Segment Open

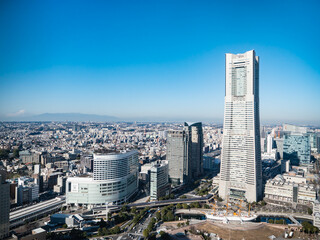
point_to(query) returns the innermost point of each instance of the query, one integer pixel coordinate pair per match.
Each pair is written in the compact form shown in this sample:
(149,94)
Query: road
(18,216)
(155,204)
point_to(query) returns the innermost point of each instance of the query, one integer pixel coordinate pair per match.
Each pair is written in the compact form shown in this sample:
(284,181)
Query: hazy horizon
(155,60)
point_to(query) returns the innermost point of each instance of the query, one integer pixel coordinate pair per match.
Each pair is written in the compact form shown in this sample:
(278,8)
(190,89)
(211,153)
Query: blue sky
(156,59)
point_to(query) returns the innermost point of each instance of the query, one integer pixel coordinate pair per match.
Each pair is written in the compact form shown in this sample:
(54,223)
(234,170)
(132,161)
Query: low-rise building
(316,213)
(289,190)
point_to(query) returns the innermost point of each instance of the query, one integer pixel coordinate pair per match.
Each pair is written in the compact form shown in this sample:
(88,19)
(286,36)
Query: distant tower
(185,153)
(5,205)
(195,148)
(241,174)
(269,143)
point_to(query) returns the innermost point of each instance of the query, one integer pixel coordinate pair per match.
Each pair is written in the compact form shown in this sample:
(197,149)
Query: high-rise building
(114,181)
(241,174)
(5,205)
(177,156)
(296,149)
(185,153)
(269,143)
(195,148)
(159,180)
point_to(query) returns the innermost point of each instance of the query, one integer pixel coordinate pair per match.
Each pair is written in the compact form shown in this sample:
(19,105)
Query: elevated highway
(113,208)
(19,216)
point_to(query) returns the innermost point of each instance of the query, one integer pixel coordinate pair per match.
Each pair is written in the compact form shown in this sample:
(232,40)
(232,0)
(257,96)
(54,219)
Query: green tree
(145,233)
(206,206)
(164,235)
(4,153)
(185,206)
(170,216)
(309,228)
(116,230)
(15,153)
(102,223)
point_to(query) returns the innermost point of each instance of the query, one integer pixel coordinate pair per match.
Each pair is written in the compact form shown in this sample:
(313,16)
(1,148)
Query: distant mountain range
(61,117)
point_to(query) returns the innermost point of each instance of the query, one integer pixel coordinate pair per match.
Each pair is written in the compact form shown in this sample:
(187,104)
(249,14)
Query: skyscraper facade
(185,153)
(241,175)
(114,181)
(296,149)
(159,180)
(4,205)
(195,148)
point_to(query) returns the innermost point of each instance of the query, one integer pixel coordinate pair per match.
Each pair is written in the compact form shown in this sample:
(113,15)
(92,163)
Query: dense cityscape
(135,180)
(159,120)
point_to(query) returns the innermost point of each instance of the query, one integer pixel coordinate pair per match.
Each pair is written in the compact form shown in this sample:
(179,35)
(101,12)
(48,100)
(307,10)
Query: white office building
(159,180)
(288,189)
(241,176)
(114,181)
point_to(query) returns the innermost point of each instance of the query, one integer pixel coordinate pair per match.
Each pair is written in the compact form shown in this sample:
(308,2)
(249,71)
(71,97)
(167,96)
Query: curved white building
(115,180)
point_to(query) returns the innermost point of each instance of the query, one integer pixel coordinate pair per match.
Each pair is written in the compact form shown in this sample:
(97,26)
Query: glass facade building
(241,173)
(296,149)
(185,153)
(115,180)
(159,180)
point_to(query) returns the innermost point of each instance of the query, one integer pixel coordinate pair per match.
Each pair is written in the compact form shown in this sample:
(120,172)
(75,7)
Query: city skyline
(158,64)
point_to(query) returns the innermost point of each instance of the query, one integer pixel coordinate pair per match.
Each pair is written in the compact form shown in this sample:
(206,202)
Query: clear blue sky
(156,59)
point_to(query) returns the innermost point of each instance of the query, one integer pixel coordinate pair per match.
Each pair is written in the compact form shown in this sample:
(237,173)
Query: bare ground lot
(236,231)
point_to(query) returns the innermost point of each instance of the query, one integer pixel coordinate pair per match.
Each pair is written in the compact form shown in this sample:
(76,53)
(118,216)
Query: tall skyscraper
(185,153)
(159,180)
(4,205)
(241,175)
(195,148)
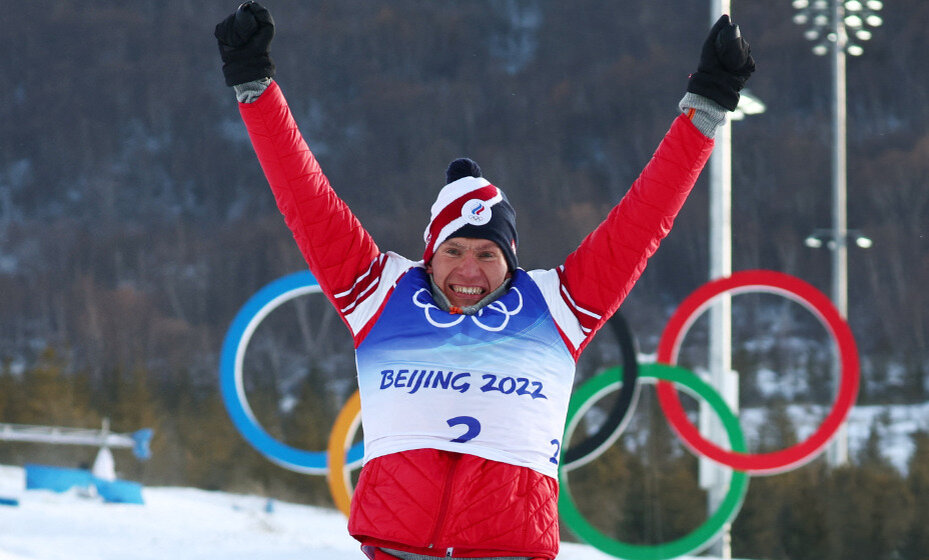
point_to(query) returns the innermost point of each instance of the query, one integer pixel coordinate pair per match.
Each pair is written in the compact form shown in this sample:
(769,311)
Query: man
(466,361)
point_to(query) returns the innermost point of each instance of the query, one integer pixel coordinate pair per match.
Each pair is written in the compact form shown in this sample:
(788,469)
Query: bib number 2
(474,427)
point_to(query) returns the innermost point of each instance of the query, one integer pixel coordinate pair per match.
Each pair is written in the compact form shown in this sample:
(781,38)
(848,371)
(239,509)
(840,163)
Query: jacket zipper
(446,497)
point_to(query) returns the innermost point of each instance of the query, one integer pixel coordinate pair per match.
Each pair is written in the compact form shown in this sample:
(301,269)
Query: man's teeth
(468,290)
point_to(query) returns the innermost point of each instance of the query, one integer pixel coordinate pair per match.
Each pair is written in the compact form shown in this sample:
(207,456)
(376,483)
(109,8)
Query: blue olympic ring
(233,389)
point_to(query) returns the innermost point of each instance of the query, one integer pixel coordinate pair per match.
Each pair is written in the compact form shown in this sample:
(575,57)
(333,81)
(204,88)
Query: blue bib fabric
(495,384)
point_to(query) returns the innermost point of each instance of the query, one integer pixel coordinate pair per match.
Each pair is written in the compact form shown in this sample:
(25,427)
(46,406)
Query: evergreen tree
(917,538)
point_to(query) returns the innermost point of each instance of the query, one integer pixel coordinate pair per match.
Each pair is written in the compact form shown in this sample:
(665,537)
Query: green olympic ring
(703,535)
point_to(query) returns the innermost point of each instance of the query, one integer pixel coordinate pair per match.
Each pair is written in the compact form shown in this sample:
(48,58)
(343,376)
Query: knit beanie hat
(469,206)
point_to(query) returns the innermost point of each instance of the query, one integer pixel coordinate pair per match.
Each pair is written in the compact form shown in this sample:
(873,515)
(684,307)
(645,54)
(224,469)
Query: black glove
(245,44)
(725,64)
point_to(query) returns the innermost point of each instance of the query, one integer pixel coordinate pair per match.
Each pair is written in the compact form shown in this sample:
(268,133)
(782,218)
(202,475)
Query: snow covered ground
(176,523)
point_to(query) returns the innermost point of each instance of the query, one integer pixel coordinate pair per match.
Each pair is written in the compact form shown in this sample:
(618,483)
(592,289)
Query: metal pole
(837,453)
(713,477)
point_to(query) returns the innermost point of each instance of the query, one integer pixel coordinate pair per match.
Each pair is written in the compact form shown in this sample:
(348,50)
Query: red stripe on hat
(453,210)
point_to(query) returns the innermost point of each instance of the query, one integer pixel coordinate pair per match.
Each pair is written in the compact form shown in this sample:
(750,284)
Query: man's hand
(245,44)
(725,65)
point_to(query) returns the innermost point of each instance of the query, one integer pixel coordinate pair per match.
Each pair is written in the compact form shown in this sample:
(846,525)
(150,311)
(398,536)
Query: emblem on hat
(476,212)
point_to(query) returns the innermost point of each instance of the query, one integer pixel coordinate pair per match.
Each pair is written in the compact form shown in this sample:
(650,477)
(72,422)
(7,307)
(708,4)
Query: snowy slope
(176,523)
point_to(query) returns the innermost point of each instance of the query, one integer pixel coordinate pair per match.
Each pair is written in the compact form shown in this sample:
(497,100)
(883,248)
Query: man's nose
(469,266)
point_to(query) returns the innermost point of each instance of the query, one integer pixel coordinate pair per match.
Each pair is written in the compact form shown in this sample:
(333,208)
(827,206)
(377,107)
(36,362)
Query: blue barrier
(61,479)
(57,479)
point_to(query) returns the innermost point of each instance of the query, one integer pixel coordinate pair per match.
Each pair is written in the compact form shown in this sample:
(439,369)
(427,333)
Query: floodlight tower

Segment Closed

## Work task
Give back the full listing exactly, with pictures dropped.

## Solution to this problem
point_to(query) returns the innermost point of each instance of the query, one integer pixel coordinate pair per match.
Each pair is written in the compact form shown in this sample:
(149,94)
Query: road
(18,216)
(155,204)
point_to(query) returns the innermost point of each instance of the query, one integer pixel coordinate pair per match.
Each pair is written in the compact form shown in this sample:
(284,181)
Query: hazy horizon
(155,60)
point_to(query) returns the innermost point of each instance of the query, one integer pixel coordinate pair per match.
Each pair is written in the compact form shown in this sample:
(278,8)
(190,89)
(211,153)
Query: blue sky
(156,59)
point_to(query) returns the innermost point of each instance of the query, one integer pixel coordinate pair per match.
Each pair is written in the compact form shown in this sample:
(54,223)
(234,170)
(132,161)
Query: low-rise building
(316,213)
(289,190)
point_to(query) returns the innermost point of each instance of the query, one integer pixel coordinate pair per match.
Each pair is written in the compact form shown in this sample:
(88,19)
(286,36)
Query: distant tower
(185,153)
(5,205)
(195,148)
(241,174)
(269,143)
point_to(query) returns the innermost point of each instance of the query, one integer pixel coordinate pair per match.
Each pair is written in the compact form shown in this sample:
(197,149)
Query: high-rise building
(114,181)
(241,174)
(5,205)
(177,156)
(296,149)
(185,153)
(269,143)
(195,148)
(159,180)
point_to(query) returns the innermost point of each instance of the query, one integer pixel coordinate pair per match.
Each pair is written in the compact form shown in this sample:
(19,105)
Query: elevated highway
(113,208)
(19,216)
point_to(query) returns the innermost point of each instance of the query, one integer pixel coordinate pair per match.
Each pair is written in the compact form shown in this sample:
(232,40)
(232,0)
(257,96)
(54,219)
Query: green tree
(145,233)
(206,206)
(164,235)
(4,153)
(185,206)
(170,216)
(309,228)
(116,230)
(15,153)
(102,223)
point_to(query) returns the innermost point of each instance of the query, one integer pixel coordinate pair per match.
Each pair is written in the compact form shown in this sample:
(313,16)
(1,148)
Query: distant mountain range
(61,117)
point_to(query) returns the innermost point of each instance of the query, one integer pixel coordinate pair per match.
Each pair is written in the compact form shown in this sample:
(187,104)
(249,14)
Query: skyscraper facade
(185,153)
(241,175)
(114,181)
(296,149)
(159,180)
(4,205)
(195,148)
point_to(query) returns the innermost point of each instance of the query, one integer pixel coordinate pair per match.
Each pair is written in the compact form shown in this sample:
(113,15)
(92,163)
Query: dense cityscape
(135,180)
(159,120)
point_to(query) returns the innermost point of each instance of the query, one integer pixel coordinate pair per match.
Each pair is written in the compact form shown in this sample:
(179,35)
(101,12)
(48,100)
(307,10)
Query: white office building
(159,180)
(288,189)
(241,176)
(114,181)
point_to(query) returns the innermost point of each instance of the query, one integer pixel coordinate pair per match.
Each pair is written in the compact form shown in this sample:
(308,2)
(249,71)
(71,97)
(167,96)
Query: curved white building
(115,180)
point_to(query) returns the innermost point of each instance of the query, one integer pixel coordinate pair per match.
Each pair is written in the compact form shown in this sample:
(97,26)
Query: glass facade building
(241,173)
(296,149)
(185,153)
(115,180)
(159,180)
point_to(query) returns the innermost point of each instance of the query, one integer pixel coordinate pair per match.
Each pair is written in the compact form shown in this sample:
(120,172)
(75,7)
Query: city skyline
(158,64)
point_to(query) returns the innermost point of each instance of the query, one integer pixel coordinate pair per match.
Each pair is written in the compact form shown in this sample:
(206,202)
Query: clear blue sky
(156,59)
point_to(query) returns the innermost point of each instance of the query, one integer pixel coordinate pair per match.
Each pair is written in the compact form shown in this sample:
(237,173)
Query: bare ground lot
(236,231)
point_to(query) returns the innermost point of each instance of the query, one integer pixel coordinate pair per match.
Each pair is written in the compact form shown in this sample:
(76,53)
(118,216)
Query: tall skyscraper
(185,153)
(159,180)
(4,205)
(241,175)
(195,148)
point_to(query) returns the innermost point of each instance of the query, one integer pixel coordinate pair per match.
Each pair is written in the compact form shown in this sample:
(769,311)
Query: man
(466,361)
point_to(query) returns the innermost point of each instance of the query, one integer pixel coordinate pair per match.
Each pair is written in the compact form shown in this sample:
(788,469)
Query: bib number 2
(474,427)
point_to(query) returns the innermost point of each instance of the query, one integer pixel coordinate pair per match.
Each pair is written in the compact form shown in this sample:
(781,38)
(848,371)
(239,509)
(840,163)
Query: jacket zipper
(446,497)
point_to(query) returns the innermost point of each instance of the query, one integer pixel coordinate pair per match.
Each pair is written in the compact form shown in this sample:
(301,269)
Query: man's teeth
(468,290)
point_to(query) returns the innermost point of each instance of the query, one integer pixel coordinate pair per match.
Each pair is written in the compact form shown in this sample:
(207,456)
(376,483)
(109,8)
Query: blue olympic ring
(233,389)
point_to(query) returns the innermost point of each instance of the query, one integer pixel coordinate pair per match.
Each pair is written in the compact form shown in this sample:
(575,57)
(333,81)
(204,88)
Query: blue bib fabric
(495,384)
point_to(query) returns the innermost point of each instance of the query, one integer pixel coordinate pair per match.
Each pair is written in the compact form shown in this sample:
(25,427)
(46,406)
Query: evergreen tree
(917,538)
point_to(query) returns the innermost point of each instance of the query, one integer pixel coordinate pair per match.
Each pair is written in the compact form shown in this sample:
(665,537)
Query: green olympic ring
(703,535)
point_to(query) returns the innermost point of each instance of the query, one integer pixel coordinate pair per match.
Each pair is written in the compact form shown in this sample:
(48,58)
(343,376)
Query: knit beanie hat
(469,206)
point_to(query) returns the innermost point of each instance of the query, one integer pixel coordinate pair per match.
Each pair is written in the compact form shown in this sample:
(873,515)
(684,307)
(645,54)
(224,469)
Query: black glove
(245,44)
(725,64)
point_to(query) returns the innermost point of each instance of the query, one integer pixel coordinate pair per match.
Each pair is written in the compact form shown in this sample:
(268,133)
(782,218)
(202,475)
Query: snow covered ground
(176,523)
point_to(query) returns the innermost point of each instance of the query, one integer pixel coordinate pair per match.
Each pair is written in the compact form shown in this sample:
(618,483)
(592,289)
Query: metal pole
(837,453)
(713,477)
point_to(query) returns the innermost point of each instance of the query, one integer pixel coordinate pair per match.
Each pair is written in the compact form shown in this sample:
(348,50)
Query: red stripe on hat
(453,210)
point_to(query) returns the innermost point of each instance of the query, one integer pixel coordinate pair per match.
Each pair is written in the compact form shown in this sample:
(750,284)
Query: man's hand
(245,44)
(725,65)
point_to(query) returns the innermost point of each instance of the query, one integer pixel coordinate pair per match.
Each pair is written in the compact form shown in this sample:
(846,525)
(150,311)
(398,536)
Query: emblem on hat
(476,212)
point_to(query) returns the innermost point of each instance of the query, one integer pixel coordinate pair per match.
Each pair is written in the compact form shown in this sample:
(650,477)
(72,422)
(7,307)
(708,4)
Query: snowy slope
(176,523)
point_to(query) returns the innermost point of each instance of the query, one integer pixel coordinate pair per match.
Each pair is written in the compact form shown in this sample:
(497,100)
(883,248)
Query: man's nose
(469,266)
point_to(query) returns the innermost point of each instance of the query, one integer pixel coordinate pair per match.
Each pair is written in the compact form shown in this sample:
(333,208)
(827,206)
(377,107)
(36,362)
Query: blue barrier
(61,479)
(57,479)
point_to(query) returns the innermost point of each instance of the query, one integer pixel coordinate pair per match.
Each pair is written in the compact form shown in this sample:
(439,369)
(427,333)
Query: floodlight tower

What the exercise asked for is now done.